Task list:
(a) Answer these questions about the forum thread on duplicated names in scraped text, one line each, marked to match:
(i) Which spaCy model did the poster load?
(ii) In the Jupyter Notebook output, what label was assigned to "British"?
(iii) In the second duplicated example, which city appears in the repeated phrase?
(b) From the forum thread on duplicated names in scraped text, list every distinct entity label that appears in the two NER outputs.
(c) Quote the forum thread on duplicated names in scraped text between "I tried NER" and "text1 = NER(raw_text)", inclusive.
====== Source text
Reputation: 73
I scraped articles from websites, and they contain duplicate names (missing a space after), like that:
"Bakhtiar Mohammed AbdullaBakhtiar Mohammed AbdullaA forensic analysis of Ms Borch’s computer revealed that she had watched videos of the beheadings carried out by Mohammed Emwazi or Jihadi John, the British Isil fighter."
How can I find those instances and delete the duplicate (but keep the name once)?
I tried NER with spacy (en_core_web_sm). PyCharm's output was:
Mohammed AbdullaBakhtiar Mohammed AbdullaA PERSON
Ms Borch’s ORG
Mohammed Emwazi PERSON
And running the script in a Jupyter Notebook, the output did not contain the name at all:
Ms Borch’s ORG
Mohammed Emwazi PERSON
Jihadi John PERSON
British NORP
My code snippet:
import spacy
NER = spacy.load("en_core_web_sm")
raw_text="text above"
text1 = NER(raw_text)
for word in text1.ents:
print(word.text,word.label_)
Similarly, sometimes part of something is duplicated, like so: "People greet refugees as they arrive at the main train station in Munich, GermanyPeople greet refugees as they arrive at the main train station in Munich" How do I get rid of the second part there and replace it with a space?
============
====== Collected material
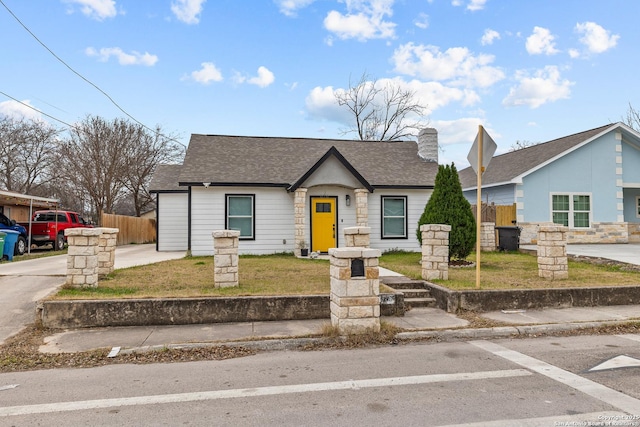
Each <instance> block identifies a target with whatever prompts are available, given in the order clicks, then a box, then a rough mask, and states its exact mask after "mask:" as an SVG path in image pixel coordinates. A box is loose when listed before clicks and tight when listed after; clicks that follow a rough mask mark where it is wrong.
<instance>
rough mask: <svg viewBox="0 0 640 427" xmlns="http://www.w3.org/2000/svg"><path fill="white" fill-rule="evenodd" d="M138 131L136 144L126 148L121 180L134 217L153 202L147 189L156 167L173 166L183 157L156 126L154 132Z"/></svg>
============
Task-by-task outputs:
(a)
(i) en_core_web_sm
(ii) NORP
(iii) Munich

(b) PERSON, ORG, NORP

(c)
I tried NER with spacy (en_core_web_sm). PyCharm's output was:
Mohammed AbdullaBakhtiar Mohammed AbdullaA PERSON
Ms Borch’s ORG
Mohammed Emwazi PERSON
And running the script in a Jupyter Notebook, the output did not contain the name at all:
Ms Borch’s ORG
Mohammed Emwazi PERSON
Jihadi John PERSON
British NORP
My code snippet:
import spacy
NER = spacy.load("en_core_web_sm")
raw_text="text above"
text1 = NER(raw_text)